● **Document text**:
[Start of section]

The Ford Thunderbird, released in 1955, was marketed as a personal car and is often credited with playing a key role in the creation of the personal luxury car segment.

In the early 1950s, both Ford and General Motors were developing competitors to address what they perceived as the growing popularity of the European sports car niche in the North American market. The result was the Ford Thunderbird, Studebaker Speedster, and the Chevrolet Corvette.

The first-generation Thunderbird was a two-seat car with a V8 engine, a suspension designed for comfort instead of handling, and available in either convertible (folding soft-top) or roadster (removable hardtop) body styles. The Thunderbird was able to reach a top speed of 200 km/h, which is similar to many European grand tourers of the era. The Thunderbird's sporty luxury format, with more features, proved vastly more popular with American car buyers than the spartan Corvette sports car by selling 16,155 units in 1955, compared with 674 Corvettes, 809 Chrysler 300D, and 2,200 Studebaker Speedsters. This market signal set the stage for further development.

[End of section]

● **Source data**:

[Start of section]

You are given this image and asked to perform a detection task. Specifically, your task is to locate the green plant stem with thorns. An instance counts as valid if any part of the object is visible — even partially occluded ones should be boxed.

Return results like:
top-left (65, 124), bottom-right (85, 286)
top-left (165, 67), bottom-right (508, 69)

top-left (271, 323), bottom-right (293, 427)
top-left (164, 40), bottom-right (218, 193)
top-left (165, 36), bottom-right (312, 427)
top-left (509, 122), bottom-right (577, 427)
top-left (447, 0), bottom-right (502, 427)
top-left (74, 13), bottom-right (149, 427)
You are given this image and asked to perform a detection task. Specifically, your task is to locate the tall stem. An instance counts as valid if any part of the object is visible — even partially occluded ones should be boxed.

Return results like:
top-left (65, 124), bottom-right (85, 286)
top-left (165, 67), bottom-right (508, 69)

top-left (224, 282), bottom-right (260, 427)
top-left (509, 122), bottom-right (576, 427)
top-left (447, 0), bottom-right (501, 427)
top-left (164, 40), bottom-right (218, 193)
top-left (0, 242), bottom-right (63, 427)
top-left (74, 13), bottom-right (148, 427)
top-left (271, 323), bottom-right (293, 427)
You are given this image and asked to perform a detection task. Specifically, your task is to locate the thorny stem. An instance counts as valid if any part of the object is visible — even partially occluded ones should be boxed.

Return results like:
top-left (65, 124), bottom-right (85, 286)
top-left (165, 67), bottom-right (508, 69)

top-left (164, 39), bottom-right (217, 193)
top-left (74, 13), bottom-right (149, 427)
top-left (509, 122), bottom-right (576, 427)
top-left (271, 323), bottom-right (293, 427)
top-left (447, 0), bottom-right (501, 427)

[End of section]

● **What the exercise asks**: According to the Thunderbird text, how many units of the Thunderbird sold in 1955?

● **The answer**: 16,155 units.